Rewrite the items below with "outline" swapped out for "trace" throughout, keeping everything else unchanged.

Region labeling items
......

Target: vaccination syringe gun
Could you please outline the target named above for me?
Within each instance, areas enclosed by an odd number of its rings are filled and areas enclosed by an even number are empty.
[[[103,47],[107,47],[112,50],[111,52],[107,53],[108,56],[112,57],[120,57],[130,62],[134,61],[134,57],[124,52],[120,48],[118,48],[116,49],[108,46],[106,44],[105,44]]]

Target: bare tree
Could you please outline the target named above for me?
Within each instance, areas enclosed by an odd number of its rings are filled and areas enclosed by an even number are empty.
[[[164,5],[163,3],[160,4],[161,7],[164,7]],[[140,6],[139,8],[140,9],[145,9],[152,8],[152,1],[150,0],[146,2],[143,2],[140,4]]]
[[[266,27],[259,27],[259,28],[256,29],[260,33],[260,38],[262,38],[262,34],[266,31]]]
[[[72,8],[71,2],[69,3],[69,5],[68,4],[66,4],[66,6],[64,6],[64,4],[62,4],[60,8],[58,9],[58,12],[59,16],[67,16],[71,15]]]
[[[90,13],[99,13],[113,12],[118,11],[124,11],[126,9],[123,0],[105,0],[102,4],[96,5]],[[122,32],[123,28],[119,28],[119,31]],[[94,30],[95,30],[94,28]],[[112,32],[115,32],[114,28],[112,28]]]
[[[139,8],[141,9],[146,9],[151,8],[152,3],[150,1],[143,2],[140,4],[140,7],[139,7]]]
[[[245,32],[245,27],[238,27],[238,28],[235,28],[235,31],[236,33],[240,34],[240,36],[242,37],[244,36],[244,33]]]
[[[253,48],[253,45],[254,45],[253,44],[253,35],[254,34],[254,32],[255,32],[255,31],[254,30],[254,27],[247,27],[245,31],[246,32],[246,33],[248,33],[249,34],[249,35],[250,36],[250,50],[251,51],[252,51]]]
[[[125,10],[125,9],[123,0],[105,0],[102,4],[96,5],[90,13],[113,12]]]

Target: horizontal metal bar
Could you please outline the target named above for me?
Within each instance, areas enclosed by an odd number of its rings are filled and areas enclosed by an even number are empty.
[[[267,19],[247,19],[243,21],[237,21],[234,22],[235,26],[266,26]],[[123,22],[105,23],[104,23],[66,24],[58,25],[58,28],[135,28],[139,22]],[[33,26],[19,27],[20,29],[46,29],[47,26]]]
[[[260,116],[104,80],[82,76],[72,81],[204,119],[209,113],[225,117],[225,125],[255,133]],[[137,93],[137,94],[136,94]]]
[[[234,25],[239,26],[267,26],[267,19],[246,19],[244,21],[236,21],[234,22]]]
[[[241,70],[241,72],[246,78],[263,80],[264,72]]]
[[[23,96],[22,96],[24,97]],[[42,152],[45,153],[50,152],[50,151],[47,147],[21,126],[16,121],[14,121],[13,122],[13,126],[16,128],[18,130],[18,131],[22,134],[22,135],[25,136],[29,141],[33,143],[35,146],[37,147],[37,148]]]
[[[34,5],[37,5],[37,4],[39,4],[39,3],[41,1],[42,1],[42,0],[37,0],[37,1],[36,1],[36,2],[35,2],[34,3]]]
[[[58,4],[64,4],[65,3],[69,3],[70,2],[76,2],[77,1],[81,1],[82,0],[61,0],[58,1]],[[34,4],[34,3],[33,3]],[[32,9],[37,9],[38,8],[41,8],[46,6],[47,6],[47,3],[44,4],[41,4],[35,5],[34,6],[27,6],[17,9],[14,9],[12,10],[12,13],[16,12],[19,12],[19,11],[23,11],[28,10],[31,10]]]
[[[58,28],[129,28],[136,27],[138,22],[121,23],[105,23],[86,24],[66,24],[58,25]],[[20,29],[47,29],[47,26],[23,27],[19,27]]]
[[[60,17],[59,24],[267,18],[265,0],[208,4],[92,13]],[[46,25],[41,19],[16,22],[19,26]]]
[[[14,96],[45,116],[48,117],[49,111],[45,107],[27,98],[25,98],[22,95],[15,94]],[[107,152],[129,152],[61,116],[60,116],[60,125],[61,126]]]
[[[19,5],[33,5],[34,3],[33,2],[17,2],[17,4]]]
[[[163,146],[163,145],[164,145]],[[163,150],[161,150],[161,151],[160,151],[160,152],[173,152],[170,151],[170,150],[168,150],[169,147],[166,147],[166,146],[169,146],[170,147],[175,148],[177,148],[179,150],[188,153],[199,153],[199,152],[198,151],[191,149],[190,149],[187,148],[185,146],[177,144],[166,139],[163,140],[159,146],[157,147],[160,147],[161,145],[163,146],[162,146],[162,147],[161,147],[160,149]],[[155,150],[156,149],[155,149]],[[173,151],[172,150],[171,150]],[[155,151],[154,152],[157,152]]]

......

* _Finished exercise_
Target: vaccination syringe gun
Could you please trace the target named above for me?
Within each instance, areas enclosed by an odd number of its rings are filled and areas enclosed by an even number are empty.
[[[103,47],[107,47],[112,50],[111,52],[107,53],[108,56],[112,57],[120,57],[130,62],[134,61],[134,57],[124,52],[120,48],[118,48],[116,49],[108,46],[106,44],[105,44]]]

Target: bare tree
Could you please trace the target named above for me?
Within each instance, areas enclosed by an odd number of its rings are filled and areas enclosed by an even number are empty.
[[[164,5],[163,3],[160,4],[161,7],[164,7]],[[140,6],[139,8],[140,9],[145,9],[152,8],[152,1],[150,0],[146,2],[143,2],[140,4]]]
[[[266,27],[259,27],[259,28],[256,29],[260,33],[260,38],[262,38],[262,34],[266,31]]]
[[[72,8],[71,2],[69,3],[69,5],[68,4],[66,4],[66,6],[64,6],[64,4],[62,4],[60,8],[58,9],[58,12],[59,16],[67,16],[71,15]]]
[[[90,13],[99,13],[113,12],[118,11],[124,11],[126,9],[123,0],[105,0],[102,4],[96,5]],[[122,32],[123,28],[119,28],[119,31]],[[94,30],[95,30],[94,28]],[[112,32],[115,32],[114,28],[112,28]]]
[[[139,8],[141,9],[146,9],[151,8],[152,3],[150,1],[143,2],[140,4],[140,7],[139,7]]]
[[[245,32],[245,27],[238,27],[238,28],[235,28],[235,31],[236,33],[240,34],[240,36],[242,37],[244,36],[244,33]]]
[[[253,48],[253,45],[254,45],[253,44],[253,35],[254,34],[254,32],[255,32],[255,31],[254,30],[254,27],[247,27],[245,31],[246,32],[246,33],[248,33],[249,34],[249,35],[250,36],[250,50],[251,51],[252,51]]]
[[[125,10],[125,9],[123,0],[105,0],[102,4],[96,5],[90,13],[113,12]]]

Target: horizontal metal bar
Could you please trace the target named above for me?
Within each instance, areas enclosed by an odd number of its rings are filled and areas enclosed by an even number are empty.
[[[267,19],[247,19],[243,21],[237,21],[234,22],[235,26],[266,26]],[[123,22],[105,23],[104,23],[66,24],[58,25],[58,28],[135,28],[139,22]],[[33,26],[19,27],[20,29],[46,29],[47,26]]]
[[[260,116],[104,80],[82,76],[72,81],[204,119],[209,113],[225,117],[225,125],[255,133]],[[137,93],[137,94],[136,94]]]
[[[234,25],[239,26],[267,26],[267,19],[246,19],[244,21],[236,21],[234,22]]]
[[[241,70],[241,72],[246,78],[263,80],[264,72]]]
[[[23,96],[22,96],[24,97]],[[42,152],[45,153],[50,152],[50,151],[47,147],[21,126],[16,121],[14,121],[13,122],[13,126],[16,128],[18,130],[18,131],[22,134],[22,135],[25,136],[29,141],[33,143],[35,146],[37,147],[37,148]]]
[[[34,5],[37,5],[37,4],[39,4],[39,3],[41,1],[42,1],[42,0],[37,0],[37,1],[36,1],[36,2],[35,2],[34,3]]]
[[[58,4],[64,4],[65,3],[69,3],[70,2],[76,2],[77,1],[81,1],[82,0],[61,0],[58,1]],[[34,4],[34,3],[33,3]],[[32,9],[37,9],[38,8],[41,8],[46,6],[47,6],[47,3],[44,4],[41,4],[35,5],[34,6],[27,6],[17,9],[14,9],[12,10],[12,13],[16,12],[19,12],[19,11],[23,11],[28,10],[31,10]]]
[[[58,28],[129,28],[136,27],[138,22],[121,23],[105,23],[86,24],[66,24],[58,25]],[[20,29],[47,29],[47,26],[23,27],[19,27]]]
[[[60,17],[59,24],[267,18],[265,0],[208,4],[92,13]],[[46,25],[41,19],[16,22],[19,26]]]
[[[14,96],[45,116],[48,117],[49,111],[45,107],[27,98],[25,98],[22,95],[15,94]],[[107,152],[129,152],[61,116],[60,116],[60,125],[61,126]]]
[[[19,5],[33,5],[34,3],[33,2],[17,2],[17,4]]]
[[[163,146],[163,145],[164,145]],[[163,150],[161,150],[161,151],[160,151],[160,152],[173,152],[170,151],[170,150],[168,150],[169,147],[166,147],[166,146],[169,146],[170,147],[175,148],[177,148],[179,150],[188,153],[199,153],[199,152],[198,151],[191,149],[190,149],[187,148],[185,146],[177,144],[166,139],[163,140],[159,146],[157,147],[160,147],[161,145],[163,146],[162,146],[162,147],[161,147],[160,149]],[[155,150],[156,149],[155,149]],[[173,151],[172,150],[171,150]],[[155,151],[154,152],[157,152]]]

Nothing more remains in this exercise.